↓
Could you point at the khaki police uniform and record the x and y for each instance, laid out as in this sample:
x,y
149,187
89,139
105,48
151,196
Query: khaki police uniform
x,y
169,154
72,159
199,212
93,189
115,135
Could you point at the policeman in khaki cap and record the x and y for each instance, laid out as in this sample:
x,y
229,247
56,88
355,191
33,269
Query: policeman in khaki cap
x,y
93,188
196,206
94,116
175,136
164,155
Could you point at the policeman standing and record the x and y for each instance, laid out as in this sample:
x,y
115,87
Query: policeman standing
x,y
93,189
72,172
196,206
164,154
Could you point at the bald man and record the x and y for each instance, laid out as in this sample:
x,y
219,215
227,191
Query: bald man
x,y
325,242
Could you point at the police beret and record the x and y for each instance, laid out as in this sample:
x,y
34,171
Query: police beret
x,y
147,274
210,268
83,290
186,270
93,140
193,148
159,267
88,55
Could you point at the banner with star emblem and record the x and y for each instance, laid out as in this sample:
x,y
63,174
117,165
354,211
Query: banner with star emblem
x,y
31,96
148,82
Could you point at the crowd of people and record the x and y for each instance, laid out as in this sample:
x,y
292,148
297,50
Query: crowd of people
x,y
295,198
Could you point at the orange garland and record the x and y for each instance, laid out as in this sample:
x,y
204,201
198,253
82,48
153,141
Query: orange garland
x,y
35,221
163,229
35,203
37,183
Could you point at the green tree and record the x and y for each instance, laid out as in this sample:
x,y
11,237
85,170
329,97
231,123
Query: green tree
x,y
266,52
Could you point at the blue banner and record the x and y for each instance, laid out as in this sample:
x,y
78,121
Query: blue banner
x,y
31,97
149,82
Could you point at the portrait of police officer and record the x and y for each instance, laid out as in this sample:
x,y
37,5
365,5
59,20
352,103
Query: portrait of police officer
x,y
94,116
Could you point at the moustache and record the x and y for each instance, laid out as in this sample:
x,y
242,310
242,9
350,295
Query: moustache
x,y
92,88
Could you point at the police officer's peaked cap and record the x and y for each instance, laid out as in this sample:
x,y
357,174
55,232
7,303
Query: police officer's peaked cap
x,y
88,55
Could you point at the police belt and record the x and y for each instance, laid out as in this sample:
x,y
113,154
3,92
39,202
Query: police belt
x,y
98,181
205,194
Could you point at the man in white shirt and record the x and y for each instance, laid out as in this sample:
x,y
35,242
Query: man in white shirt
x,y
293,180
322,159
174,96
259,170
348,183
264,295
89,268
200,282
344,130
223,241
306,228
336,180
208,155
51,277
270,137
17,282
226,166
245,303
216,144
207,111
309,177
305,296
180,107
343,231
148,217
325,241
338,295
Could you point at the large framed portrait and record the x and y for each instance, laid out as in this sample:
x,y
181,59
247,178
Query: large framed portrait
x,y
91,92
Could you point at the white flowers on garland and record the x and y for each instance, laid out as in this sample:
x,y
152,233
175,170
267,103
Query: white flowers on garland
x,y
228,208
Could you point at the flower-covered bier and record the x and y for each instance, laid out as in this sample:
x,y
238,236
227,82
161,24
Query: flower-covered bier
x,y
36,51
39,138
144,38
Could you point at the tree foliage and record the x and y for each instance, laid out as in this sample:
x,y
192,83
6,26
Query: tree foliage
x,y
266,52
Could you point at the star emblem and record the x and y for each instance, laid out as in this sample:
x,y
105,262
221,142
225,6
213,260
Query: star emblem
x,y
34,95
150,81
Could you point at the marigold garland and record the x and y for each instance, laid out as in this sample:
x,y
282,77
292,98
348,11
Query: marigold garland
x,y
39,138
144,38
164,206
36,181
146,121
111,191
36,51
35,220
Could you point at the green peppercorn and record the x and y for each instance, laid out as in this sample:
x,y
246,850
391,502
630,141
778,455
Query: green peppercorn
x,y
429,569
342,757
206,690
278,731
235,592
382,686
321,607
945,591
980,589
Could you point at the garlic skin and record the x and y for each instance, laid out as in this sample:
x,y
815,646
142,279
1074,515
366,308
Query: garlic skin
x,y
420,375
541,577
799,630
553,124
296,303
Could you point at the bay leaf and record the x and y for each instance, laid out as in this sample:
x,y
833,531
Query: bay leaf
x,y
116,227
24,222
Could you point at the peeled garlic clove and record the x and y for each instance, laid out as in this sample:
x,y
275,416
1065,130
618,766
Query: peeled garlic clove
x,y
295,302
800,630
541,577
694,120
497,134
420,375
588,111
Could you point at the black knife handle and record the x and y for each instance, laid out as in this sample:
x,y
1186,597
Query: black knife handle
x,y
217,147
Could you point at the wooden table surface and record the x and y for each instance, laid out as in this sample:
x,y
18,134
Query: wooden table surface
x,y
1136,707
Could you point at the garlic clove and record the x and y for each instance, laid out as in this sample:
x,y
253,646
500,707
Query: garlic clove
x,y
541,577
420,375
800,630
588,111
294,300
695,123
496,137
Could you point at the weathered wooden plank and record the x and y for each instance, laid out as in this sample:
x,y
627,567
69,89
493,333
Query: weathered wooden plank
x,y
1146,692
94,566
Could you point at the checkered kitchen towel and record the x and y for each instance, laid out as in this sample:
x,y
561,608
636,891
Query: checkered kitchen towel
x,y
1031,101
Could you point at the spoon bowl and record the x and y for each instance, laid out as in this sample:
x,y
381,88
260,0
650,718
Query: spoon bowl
↑
■ **WHAT THE EXERCISE ASKS**: Quote the data in full, keeping each word unchanged.

■ **RESULT OF THE EXERCISE**:
Could you point at the khaki police uniform and record the x and y for each instance, laid out as in this sample:
x,y
149,187
89,139
105,48
151,196
Query: khaki police uniform
x,y
169,154
72,159
199,212
93,189
115,135
Could you point at the policeman in khaki cap and record the x and y for each instance, laid out as in this sample:
x,y
229,247
56,88
355,191
33,269
Query: policeman in khaki cap
x,y
93,188
196,206
94,116
175,136
164,155
Could you point at the policeman standing and record the x and y for each instance, laid out as in this sample:
x,y
115,87
Query: policeman standing
x,y
93,189
72,172
196,206
164,154
Could you point at the bald man and record the x and y for each instance, laid out as in this sample:
x,y
219,215
227,191
Query: bald man
x,y
325,242
Could you point at the police beret and record the x and y for each instance, laid out as in this sample:
x,y
34,171
Query: police beret
x,y
147,274
210,268
83,290
186,270
93,140
193,148
159,267
88,55
Could you point at the banner with star emblem and record the x and y for each instance, laid out as in this sample:
x,y
63,174
117,165
354,211
Query: banner with star emblem
x,y
31,96
148,82
Could you point at the crowd of people and record the x and y for each instance, laid out as in this sample:
x,y
292,148
297,50
Query: crowd of people
x,y
295,198
Could you point at the orange garland and record the x and y for each instance, laid out as in this sample:
x,y
204,201
198,253
82,48
153,141
Query: orange garland
x,y
35,221
163,229
35,203
37,183
Could you point at the green tree and record the x and y for each instance, laid out as in this sample:
x,y
11,237
85,170
329,97
231,123
Query: green tree
x,y
266,52
Could you point at the blue banner and record the x and y for each instance, laid out as in this sample:
x,y
78,121
Query: blue banner
x,y
31,97
149,82
Could you point at the portrait of police officer and record the x and y for each instance, laid out as in this sample:
x,y
37,5
365,5
59,20
352,103
Query: portrait of police officer
x,y
94,116
Could you point at the moustache and record the x and y for each instance, laid out as in this sample:
x,y
242,310
242,9
350,295
Query: moustache
x,y
92,88
Could you point at the police officer's peaked cap and record the x and y for each instance, laid out as in this sample:
x,y
357,174
55,232
7,303
Query: police officer's peaked cap
x,y
88,55
Could you point at the police belt and record the x and y for each instance, laid out as in this sample:
x,y
113,154
3,92
39,202
Query: police belt
x,y
98,181
205,194
Could you point at the man in white shirt and record the x and y for each instance, laid out as in this sample:
x,y
35,242
Query: man in white shirt
x,y
293,180
322,159
174,96
259,170
348,183
264,295
89,268
200,282
344,130
223,241
306,228
336,180
208,155
51,277
270,137
17,282
226,166
245,303
216,144
207,111
309,177
305,296
180,107
343,231
148,217
325,241
338,295
Could you point at the large framed portrait and record the x and y for each instance, laid out as in this sample:
x,y
181,59
247,178
Query: large framed portrait
x,y
91,92
Could you point at the white flowers on garland and record the x and y for each instance, laid out as in this sample:
x,y
152,233
175,170
267,103
Query: white flowers on garland
x,y
228,208
Could you point at the flower-covered bier and record the x and y for each instance, laid out as in this sample:
x,y
238,236
227,82
161,24
Query: flower-covered bier
x,y
36,51
39,138
144,38
Could you point at the tree foliage and record the x and y for each instance, laid out as in this sample:
x,y
192,83
6,26
Query: tree foliage
x,y
266,52
Could you point at the star emblem and record the x and y for each instance, laid out as in this sample:
x,y
105,262
221,142
225,6
213,260
Query: star emblem
x,y
34,95
150,81
Could you point at the marigold garland and record the x and y for each instance, laid out as in this sample:
x,y
282,77
292,98
348,11
Query: marigold garland
x,y
39,138
144,38
164,206
36,181
146,121
111,191
36,51
35,220
Could you point at the green peppercorn and record the x and y for each instance, laid out as in this sample:
x,y
246,850
391,502
630,141
778,455
Query: green peppercorn
x,y
429,569
342,757
206,690
278,731
235,592
382,686
321,607
945,591
980,589
Could you point at the garlic skin and record the x and y for each instance, laid out as in this sample:
x,y
815,646
142,279
1074,515
366,308
Query: garlic skin
x,y
420,375
541,577
799,630
553,124
296,303
Could you point at the bay leaf and record the x and y for each instance, laid out as in this sample:
x,y
833,531
Query: bay leaf
x,y
116,227
24,222
Could you point at the peeled garlic clove and record the x and y for each instance, laid out as in this sample:
x,y
275,416
1065,130
618,766
Query: peeled garlic clove
x,y
295,302
800,630
541,577
694,120
497,134
420,375
588,111
Could you point at the black knife handle and record the x and y for each instance, laid out as in this sample:
x,y
1186,597
Query: black knife handle
x,y
217,147
Could you point at the wooden table surface and record the x and y for each instance, laid out as in this sample:
x,y
18,134
Query: wooden table surface
x,y
1136,707
Could you point at the garlic clove and record the x and y for each instance, laid out as in this sample:
x,y
253,646
500,707
Query: garlic clove
x,y
541,577
420,375
800,630
588,111
294,300
695,123
496,137
Could you point at the weathered wooden plank and record the x and y for each instance, laid out as in this sample:
x,y
627,567
69,89
493,333
Query: weathered wooden plank
x,y
1146,692
94,566
Could you point at the checkered kitchen towel and record the x and y for each instance, laid out as in this sample:
x,y
561,608
636,891
Query: checkered kitchen towel
x,y
1031,101
Could you point at the spoon bowl and record the x and y for each instance, laid out as in this sample:
x,y
381,88
260,0
650,718
Query: spoon bowl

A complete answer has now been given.